*Direction*:
Rewrite the records below, substituting "Look for" for every "Scan for" and keeping everything else unchanged.

[Start of Data entries]

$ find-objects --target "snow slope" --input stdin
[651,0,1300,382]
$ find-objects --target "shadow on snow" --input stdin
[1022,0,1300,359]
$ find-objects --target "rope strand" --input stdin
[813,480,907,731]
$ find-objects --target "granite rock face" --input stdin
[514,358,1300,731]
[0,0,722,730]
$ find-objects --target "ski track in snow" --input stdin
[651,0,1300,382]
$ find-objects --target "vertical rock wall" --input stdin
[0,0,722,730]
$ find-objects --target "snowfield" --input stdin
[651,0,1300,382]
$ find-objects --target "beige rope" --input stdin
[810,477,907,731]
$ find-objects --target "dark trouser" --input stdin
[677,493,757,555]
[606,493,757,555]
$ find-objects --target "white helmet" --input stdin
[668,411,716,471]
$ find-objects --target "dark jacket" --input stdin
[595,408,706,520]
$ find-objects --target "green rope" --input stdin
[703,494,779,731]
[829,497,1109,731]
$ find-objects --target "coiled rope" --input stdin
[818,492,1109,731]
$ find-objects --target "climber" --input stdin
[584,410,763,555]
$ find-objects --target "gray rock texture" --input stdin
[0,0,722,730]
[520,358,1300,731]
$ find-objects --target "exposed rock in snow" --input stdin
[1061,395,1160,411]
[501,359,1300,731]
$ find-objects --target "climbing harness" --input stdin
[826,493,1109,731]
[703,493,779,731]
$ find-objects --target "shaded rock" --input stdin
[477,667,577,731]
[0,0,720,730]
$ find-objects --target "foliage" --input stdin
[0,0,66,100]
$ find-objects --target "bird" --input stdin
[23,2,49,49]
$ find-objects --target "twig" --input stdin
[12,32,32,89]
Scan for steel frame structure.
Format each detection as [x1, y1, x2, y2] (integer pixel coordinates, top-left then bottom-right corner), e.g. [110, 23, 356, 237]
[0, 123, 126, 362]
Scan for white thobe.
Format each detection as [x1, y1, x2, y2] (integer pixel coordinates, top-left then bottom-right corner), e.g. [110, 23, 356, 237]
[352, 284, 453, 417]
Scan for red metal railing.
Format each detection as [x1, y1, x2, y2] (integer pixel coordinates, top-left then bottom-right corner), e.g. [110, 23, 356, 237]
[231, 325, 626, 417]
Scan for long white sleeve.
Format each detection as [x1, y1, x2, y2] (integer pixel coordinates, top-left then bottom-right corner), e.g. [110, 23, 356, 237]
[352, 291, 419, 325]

[End of Data entries]

*Output of the task*:
$ find-objects --target "snow slope" --input stdin
[651,0,1300,382]
$ find-objects --target "shadow on snow" --input stdin
[1022,0,1300,359]
$ find-objects --target "rope strand" --input stdin
[813,480,907,731]
$ find-objects --target "granite rock face" --input stdin
[514,358,1300,731]
[0,0,722,730]
$ find-objects --target "ski track in snow" --input stdin
[651,0,1300,382]
$ find-objects --target "vertical rock wall" --input stdin
[0,0,722,730]
$ find-objects --target "snowfield" --input stdin
[651,0,1300,382]
$ find-objects --target "beige rope" --input stdin
[810,477,907,731]
$ find-objects --target "dark trouser" --input stdin
[677,493,757,555]
[606,493,757,555]
$ find-objects --target "white helmet" --input stdin
[668,411,716,471]
$ find-objects --target "dark jacket" --input stdin
[595,408,706,520]
$ find-objects --target "green rope" --input stdin
[703,494,779,731]
[829,497,1109,731]
$ find-objects --target "coiled rope" --input stdin
[818,492,1109,731]
$ find-objects --target "climber" --input stdin
[584,410,763,555]
$ find-objects --target "gray rock texture" --input stdin
[0,0,722,730]
[520,358,1300,731]
$ find-objects --target "exposed rock in snow" --input stdin
[1061,395,1160,411]
[501,359,1300,731]
$ find-objects --target "climbing harness" --input stdin
[826,493,1109,731]
[703,493,779,731]
$ find-objects --target "shaded rock" --input stdin
[477,667,577,731]
[0,0,720,730]
$ find-objects --target "foliage" --input stdin
[0,0,66,100]
$ find-objects --target "bird" --input stdin
[23,2,49,49]
$ find-objects --target "twig" --input stdin
[12,32,32,89]
Look for steel frame structure.
Format each detection as [x1, y1, x2, y2] (integer pixel coordinates, top-left then bottom-right corner), e.g. [110, 23, 356, 237]
[0, 123, 126, 362]
Look for white thobe.
Format each detection as [x1, y1, x2, y2] (integer pixel coordinates, top-left then bottom-right corner), e.g. [110, 23, 356, 237]
[352, 284, 453, 417]
Look for red metal railing.
Format each detection as [x1, y1, x2, y2] (integer pixel coordinates, top-left then bottom-right corner), e.g. [110, 23, 356, 237]
[231, 325, 626, 417]
Look for long white sleeve.
Format each detection as [x1, y1, x2, y2] (integer pixel coordinates, top-left then bottom-right corner), e.g. [110, 23, 356, 237]
[352, 291, 419, 325]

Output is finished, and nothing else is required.